··· Text segment ···
All-CNN-C & Centered Kernel Alignment in JAX

13 minute read

Published:

In this blog we implement the Centered Kernel Alignment (CKA) metric used to compare the representations of different neural network layers for the same or two separate networks. CKA measures the similarity of representations at different network layers of the same or different networks. It has the advantage of being invariant to orthogonal transformations (e.g. neuron permutation) and to isotropic scaling. Follow along! Colab

In the following we will consider All-CNN-C (Springenberg et al., 2015) networks trained on CIFAR-10 (see train_cifar10.py) and compare activations across layers within a single network, across different architectures plus different training stages and for different class representations. Thereby, we will reproduce figure 3 of Kornblith et al. (2019) and try to obtain a deeper understanding for how these representations arise throughout training. The animation on the right-hand side shows the CKA of the final network checkpoint after 350 training epochs (x-axis) compared to its intermediate checkpoints (y-axis). Note that there is a lot of initial shuffling at the beginning of training and that the anti-diagonal elements of the matrix converge to 1.

The training loop and the CKA computation are all implemented using a combination of JAX/flax/optax which allows us to speed up the computation for the different layers via jit-compilation and acceleration. The training stats and network checkpoint logging relies on my own mle-logging package. Throughout the blog we will assume that we have access to trained networks which we can query to obtain lists of layer-wise activations. If you are more interested in learning how to train networks using flax, I recommend checking out the code and my All-CNN-C implementation. Let’s now have a closer look at how to use CKA to analyse neural network representations:

Setup & Checkpoint Cloning

Let’s start by cloning the repository and downloading the CIFAR-10 network checkpoints. You can alternatively also train the networks yourself but this will take a couple of hours on a 2080Ti. The All-CNN architecture stacks Conv-BatchNorm-ReLU blocks and replaces all MaxPool operations with larger strides. There are no linear layers and the readout is computed using global average pooling. The training protocol is fairly straight forward and largely follows the hyperparameters outlined by Springenberg et al. (2015) and some details presented in the supplementary material of Kornblith et al. (2019). For the two considered depths these include the following:

  • Training amount: 350 epochs, 128 batchsize
  • Learning rate 0.1, momentum: 0.9, L2 weight decay: 0.001
  • Learning rate decay: After [200, 250, 300] epochs decreased by 0.1 multiplication
  • Augmentation: Random Crops, Random Horizontal Flips, Normalization, Cutout
    • v1: Input image dropout (20%), after each (2,2) stride layer replacing maxpool (50%)
··· Recorded information ···
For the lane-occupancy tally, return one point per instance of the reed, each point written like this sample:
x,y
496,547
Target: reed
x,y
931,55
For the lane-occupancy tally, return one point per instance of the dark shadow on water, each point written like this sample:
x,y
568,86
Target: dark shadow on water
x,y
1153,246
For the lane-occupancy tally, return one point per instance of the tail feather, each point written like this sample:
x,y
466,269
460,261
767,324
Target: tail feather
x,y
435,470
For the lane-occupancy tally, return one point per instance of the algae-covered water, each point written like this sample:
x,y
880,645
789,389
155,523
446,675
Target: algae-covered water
···
··· Recorded information ···
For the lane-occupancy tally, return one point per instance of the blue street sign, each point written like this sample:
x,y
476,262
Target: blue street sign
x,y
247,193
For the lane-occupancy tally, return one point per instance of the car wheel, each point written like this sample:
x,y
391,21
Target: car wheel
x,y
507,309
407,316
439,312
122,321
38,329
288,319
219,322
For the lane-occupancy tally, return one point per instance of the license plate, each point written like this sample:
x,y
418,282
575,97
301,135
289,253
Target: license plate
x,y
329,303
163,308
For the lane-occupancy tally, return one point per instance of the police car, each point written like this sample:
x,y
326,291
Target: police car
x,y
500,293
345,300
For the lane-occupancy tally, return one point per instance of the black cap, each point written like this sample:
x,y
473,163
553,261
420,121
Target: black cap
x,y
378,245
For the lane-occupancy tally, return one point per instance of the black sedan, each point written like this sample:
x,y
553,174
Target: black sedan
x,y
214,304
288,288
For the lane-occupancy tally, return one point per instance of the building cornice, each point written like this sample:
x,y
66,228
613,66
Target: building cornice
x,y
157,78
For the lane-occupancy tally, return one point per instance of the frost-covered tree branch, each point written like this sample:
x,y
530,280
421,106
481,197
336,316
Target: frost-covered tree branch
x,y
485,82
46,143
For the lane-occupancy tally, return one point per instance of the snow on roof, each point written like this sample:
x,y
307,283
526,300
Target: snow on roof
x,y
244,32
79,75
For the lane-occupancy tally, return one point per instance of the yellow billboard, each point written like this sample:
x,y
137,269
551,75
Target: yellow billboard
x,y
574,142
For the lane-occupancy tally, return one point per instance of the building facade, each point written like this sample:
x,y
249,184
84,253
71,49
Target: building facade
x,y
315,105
···
### Task to carry out
In the CKA blog post, rewrite the paragraph that begins "The training loop and the CKA computation" as a short bulleted list that keeps its main facts.

### Written reply
- The training loop and the CKA computation are built with JAX, flax and optax, which use jit-compilation and acceleration to speed up the work across layers.
- Training stats and network checkpoints are logged with the author's own mle-logging package.
- The blog assumes access to trained networks that can be queried for lists of layer-wise activations.
- Readers who want to learn how to train networks with flax are pointed to the code and the author's All-CNN-C implementation.
- The blog then looks at how to use CKA to analyze neural network representations.